• What you need to do:
1. Decide whether each statement agrees with the Wilson biography below: (a) Wilson gave the University of Melbourne's first lecture; (b) the university council accepted the proposal to make classics optional; (c) Trinity College opened in 1865. Answer yes or no for each, and quote the words of the biography that decide it.
2. Extend the Wilson biography below, picking up after its final sentence.

• Selected extract:

This article was published in Australian Dictionary of Biography, Volume 6, (MUP), 1976
William Parkinson Wilson (1826?-1874), professor of mathematics, was born at Peterborough, Northamptonshire, England, and baptized on 1 February 1826, son of John Wilson, silversmith, and his wife Elizabeth, née Parkinson. Educated at the Cathedral Grammar School, Peterborough, he won a sizarship at St John's College, Cambridge, and was admitted in February 1843 (B.A., 1847; M.A., 1850); senior wrangler, first Smith's prizeman, and fellow of St John's in 1847-57, in August 1849 he became founding professor of mathematics at Queen's College, Belfast. In 1850 he published A Treatise on Dynamics.
In 1854 Wilson was chosen as professor of mathematics, pure and mixed, at the newly established University of Melbourne; he had weighed prospects of a greater personal influence and a trebled salary against academic exile. One of the four foundation professors, he arrived in Melbourne on 31 January 1855 and gave the university's first lecture on 13 April. Students were few. Three days later an apprehensive Wilson and his colleague William Hearn issued a pamphlet, which rejected the 'Oxford model' held responsible for the University of Sydney's 'want of success', and urged that the study of classics be optional. The university council rejected the scheme and a similar proposal in 1857. Besides Euclid, trigonometry, algebra, analytical geometry and calculus, Wilson taught in the B.A. course natural philosophy 'illustrated by models and experiments'; he spent £500 on apparatus in the first year. In a two-year course he lectured on mechanics, hydrostatics, pneumatics, heat, meteorology, optics, astronomy, electricity and magnetism. He also set and corrected the matriculation papers in mathematics. In 1858 he devised the first engineering course at an Australian university and the three-year course leading to a certificate of civil engineering was begun in 1861. Two of his students were William Kernot and Henry Andrew.
Wilson deplored what he termed an 'incomplete' university without residential colleges to provide moral and religious education, the encouragement of study after graduation, tutorial teaching, training for the clergy, and the cultivation of 'university spirit and feeling'. In September 1865 he became secretary of a committee set up to found an Anglican college at the university. In 1872 Trinity College was opened and he was a trustee from November 1871 and secretary of its first council.

• Entries provided:
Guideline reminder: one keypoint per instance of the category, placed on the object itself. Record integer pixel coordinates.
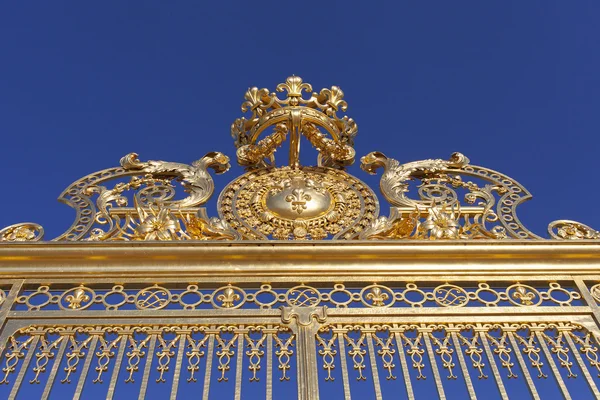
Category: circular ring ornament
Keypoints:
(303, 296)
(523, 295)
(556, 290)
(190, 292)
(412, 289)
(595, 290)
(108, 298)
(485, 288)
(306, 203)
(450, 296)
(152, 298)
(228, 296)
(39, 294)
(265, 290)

==

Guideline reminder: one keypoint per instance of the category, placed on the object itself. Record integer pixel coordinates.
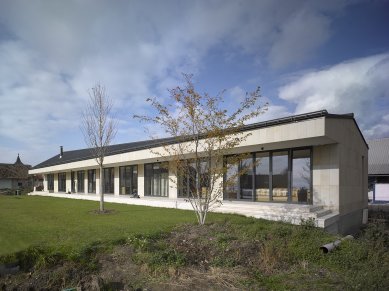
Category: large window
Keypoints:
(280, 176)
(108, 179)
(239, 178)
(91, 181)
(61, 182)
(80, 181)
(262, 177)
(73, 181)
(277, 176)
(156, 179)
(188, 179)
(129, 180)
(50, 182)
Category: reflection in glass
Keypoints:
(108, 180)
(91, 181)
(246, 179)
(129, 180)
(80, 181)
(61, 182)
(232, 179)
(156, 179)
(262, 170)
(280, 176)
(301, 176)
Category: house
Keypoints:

• Task answers:
1.
(a) Yes: "gave the university's first lecture on 13 April."
(b) No: "The university council rejected the scheme and a similar proposal in 1857."
(c) No: "In 1872 Trinity College was opened."

2.
With an extensive knowledge of architecture and the arts, Wilson served on the royal commission on fine arts in 1863-64. He was a member and a vice-president of the Philosophical Institute (founded 1855) and was active in the affairs of its successor, the Royal Society of Victoria. He was keenly interested in astronomy and in Belfast had founded and directed an observatory. In November 1856 in a paper read before the Philosophical Institute he advocated Melbourne as the site for the southern hemisphere observatory so long planned by the Royal Society, London; a committee was formed to induce the government to achieve Wilson's 'noble object'. In June 1858 he demonstrated a model of a 4-ft (122 cm) reflector for the proposed Melbourne observatory, which opened in 1863. Wilson had been its secretary from 1860 and was a most active member of its Board of Visitors. In December 1871 he had charge of the small equatorial telescope of the expedition which set out to observe the eclipse of the sun off Cape Sidmouth, Queensland. At Mornington, south of Melbourne, he established an observatory as part of the transit of Venus observations on 9 December 1874. He had written a report of his findings to his friend Robert Ellery when on 11 December he died of apoplexy, aged 48. He was buried in the Moorooduc cemetery. A bachelor, he had lived in the university's quadrangle apartments; at the time of his death his two nephews were being educated under his care.
A little man of fiery temperament, Wilson was at times outspoken and punctilious but was never factious. His ready analysis of issues, his constancy, correctness and unremitting industry made him most effective in the advocacy of causes. He was a thorough and lucid teacher.
'Wilson, William Parkinson (1826–1874)', Australian Dictionary of Biography, National Centre of Biography, Australian National University, http://adb.anu.edu.au/biography/wilson-william-parkinson-4870/text8143, published first in hardcopy 1976, accessed online 20 February 2017.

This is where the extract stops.